= WRITTEN REQUEST A =
Extract every line of the listing that contains the word "photo", treating case as significant.

Machine learning-based regression analysis of the winter temperature anomalies in China and associated influencing factors
-
-
Abstract
In this study, the mean winter temperature collected at 160 stations in China from 1951 to 2021 and a number of atmospheric circulation and sea temperature indices are used to investigate the relationship between the distribution of winter temperature anomalies and the atmospheric circulation and external forcing factors. A model of fitting is also established by using machine learning methods. In this way, we can understand to what extent the screened combination of influencing factors can explain the distribution of winter temperature anomalies in China. The Least Absolute Shrinkage and Selection Operator (LASSO) algorithm is used to extract the influencing factors related to winter temperature anomalies. In addition, to reflect the nonlinear relationship between these factors, the original features are augmented to polynomial features using Taylor's formula. To further study the nonlinear relationship between the selected factors, the Least Squares Gradient Boosting Decision Tree (LS-GBDT) algorithm is used to estimate and fit winter temperature. Experiments are conducted on the training samples and test samples respectively and have achieved good results. The result verifies that machine learning can be used to screen and analyze the importance of factors affecting winter temperature anomalies more reasonably, and the estimation model established can to a certain extent reflects the nonlinear relationship between the factors influencing the climate system and winter temperature. This work provides a new way to simulate and estimate distribution of the winter tmperature anomalies in China.
-
-

= SUPPLIED RECORDS =
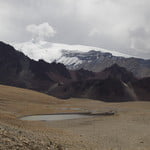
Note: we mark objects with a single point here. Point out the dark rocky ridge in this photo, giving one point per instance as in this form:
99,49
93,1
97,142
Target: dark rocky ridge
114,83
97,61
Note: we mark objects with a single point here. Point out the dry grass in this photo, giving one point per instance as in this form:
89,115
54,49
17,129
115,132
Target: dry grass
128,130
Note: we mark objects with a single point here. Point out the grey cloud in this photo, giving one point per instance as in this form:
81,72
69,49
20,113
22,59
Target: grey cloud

==

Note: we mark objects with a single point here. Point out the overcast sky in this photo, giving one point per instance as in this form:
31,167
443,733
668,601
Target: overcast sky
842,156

= WRITTEN REQUEST B =
For each statement below, say whether it agrees with the abstract on winter temperature anomalies in China, answering yes or no and quoting the deciding words of the abstract. (i) The study draws on mean winter temperature from 160 stations in China covering 1951 to 2021. (ii) The LASSO algorithm is the method used to estimate and fit winter temperature. (iii) Experiments were run only on the training samples.

= TASK OUTPUT A =
Note: we mark objects with a single point here. Point out the dark rocky ridge in this photo, giving one point per instance as in this form:
Note: we mark objects with a single point here. Point out the dry grass in this photo, giving one point per instance as in this form:
Note: we mark objects with a single point here. Point out the grey cloud in this photo, giving one point per instance as in this form:
Note: we mark objects with a single point here. Point out the overcast sky in this photo, giving one point per instance as in this form:

= TASK OUTPUT B =
(i) Yes: "the mean winter temperature collected at 160 stations in China from 1951 to 2021"
(ii) No: "The Least Absolute Shrinkage and Selection Operator (LASSO) algorithm is used to extract the influencing factors related to winter temperature anomalies" and "the Least Squares Gradient Boosting Decision Tree (LS-GBDT) algorithm is used to estimate and fit winter temperature"
(iii) No: "Experiments are conducted on the training samples and test samples respectively"